Copy out every line of the data exactly.

[Labeling and segmentation records]
************

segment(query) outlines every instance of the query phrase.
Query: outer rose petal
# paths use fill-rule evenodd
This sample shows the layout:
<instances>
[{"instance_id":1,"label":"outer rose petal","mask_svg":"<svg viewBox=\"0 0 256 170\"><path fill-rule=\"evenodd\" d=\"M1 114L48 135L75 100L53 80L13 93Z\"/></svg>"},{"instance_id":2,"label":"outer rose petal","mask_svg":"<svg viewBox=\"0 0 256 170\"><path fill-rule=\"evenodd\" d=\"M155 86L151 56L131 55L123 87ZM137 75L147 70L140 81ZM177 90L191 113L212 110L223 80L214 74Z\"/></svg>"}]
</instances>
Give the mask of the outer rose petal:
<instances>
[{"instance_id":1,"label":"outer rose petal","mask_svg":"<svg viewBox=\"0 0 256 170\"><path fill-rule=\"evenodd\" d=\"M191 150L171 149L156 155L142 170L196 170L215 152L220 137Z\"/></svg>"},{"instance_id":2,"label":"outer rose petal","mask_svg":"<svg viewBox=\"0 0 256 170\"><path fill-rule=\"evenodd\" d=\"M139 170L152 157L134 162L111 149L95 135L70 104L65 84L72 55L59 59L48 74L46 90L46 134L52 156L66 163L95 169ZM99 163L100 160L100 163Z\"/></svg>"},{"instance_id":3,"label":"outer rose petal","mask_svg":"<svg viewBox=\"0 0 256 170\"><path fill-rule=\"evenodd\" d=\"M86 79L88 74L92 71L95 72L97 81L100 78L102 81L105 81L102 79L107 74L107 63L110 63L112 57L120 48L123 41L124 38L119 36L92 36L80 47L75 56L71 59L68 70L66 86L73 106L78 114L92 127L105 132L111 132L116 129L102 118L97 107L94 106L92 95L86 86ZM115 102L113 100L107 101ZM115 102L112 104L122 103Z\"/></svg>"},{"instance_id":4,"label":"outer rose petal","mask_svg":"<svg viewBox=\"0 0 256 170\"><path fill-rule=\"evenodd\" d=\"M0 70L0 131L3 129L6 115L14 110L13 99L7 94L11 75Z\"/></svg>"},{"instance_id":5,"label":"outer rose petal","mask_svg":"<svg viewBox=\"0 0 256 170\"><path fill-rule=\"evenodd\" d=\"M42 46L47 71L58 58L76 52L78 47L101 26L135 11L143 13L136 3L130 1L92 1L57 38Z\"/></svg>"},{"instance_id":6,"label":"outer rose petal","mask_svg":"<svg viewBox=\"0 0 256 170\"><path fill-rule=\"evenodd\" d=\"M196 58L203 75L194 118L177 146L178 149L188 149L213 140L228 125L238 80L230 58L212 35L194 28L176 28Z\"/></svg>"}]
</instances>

************

# ANSWER FOR THE TASK
segment(query) outlines every instance of the query phrase.
Query: outer rose petal
# paths use fill-rule evenodd
This sample shows the layout:
<instances>
[{"instance_id":1,"label":"outer rose petal","mask_svg":"<svg viewBox=\"0 0 256 170\"><path fill-rule=\"evenodd\" d=\"M1 114L48 135L75 100L53 80L13 93Z\"/></svg>"},{"instance_id":2,"label":"outer rose petal","mask_svg":"<svg viewBox=\"0 0 256 170\"><path fill-rule=\"evenodd\" d=\"M155 86L151 56L131 55L123 87ZM137 75L147 70L140 81ZM177 90L191 113L212 110L223 80L214 74Z\"/></svg>"}]
</instances>
Give the mask of the outer rose petal:
<instances>
[{"instance_id":1,"label":"outer rose petal","mask_svg":"<svg viewBox=\"0 0 256 170\"><path fill-rule=\"evenodd\" d=\"M191 150L171 149L156 155L142 170L196 170L215 152L220 137Z\"/></svg>"},{"instance_id":2,"label":"outer rose petal","mask_svg":"<svg viewBox=\"0 0 256 170\"><path fill-rule=\"evenodd\" d=\"M139 170L152 157L134 162L111 149L95 135L70 104L65 84L72 55L59 59L48 74L46 90L46 134L52 156L66 163L95 169ZM99 163L100 160L100 163Z\"/></svg>"},{"instance_id":3,"label":"outer rose petal","mask_svg":"<svg viewBox=\"0 0 256 170\"><path fill-rule=\"evenodd\" d=\"M86 79L88 74L92 71L95 72L97 81L100 78L102 81L105 81L102 79L107 74L107 63L110 63L112 57L120 48L123 41L124 38L119 36L92 36L80 47L75 56L71 59L68 70L66 86L73 106L78 114L92 127L105 132L111 132L116 129L102 118L97 107L94 106L92 95L86 86ZM115 102L113 100L107 101ZM115 102L112 104L122 103Z\"/></svg>"},{"instance_id":4,"label":"outer rose petal","mask_svg":"<svg viewBox=\"0 0 256 170\"><path fill-rule=\"evenodd\" d=\"M0 70L0 131L3 129L6 115L14 110L13 99L7 94L11 75Z\"/></svg>"},{"instance_id":5,"label":"outer rose petal","mask_svg":"<svg viewBox=\"0 0 256 170\"><path fill-rule=\"evenodd\" d=\"M42 46L47 71L58 58L76 52L78 47L101 26L135 11L143 13L136 3L130 1L92 1L57 38Z\"/></svg>"},{"instance_id":6,"label":"outer rose petal","mask_svg":"<svg viewBox=\"0 0 256 170\"><path fill-rule=\"evenodd\" d=\"M196 58L203 75L194 118L177 146L178 149L188 149L213 140L228 125L238 80L230 58L212 35L194 28L176 28Z\"/></svg>"}]
</instances>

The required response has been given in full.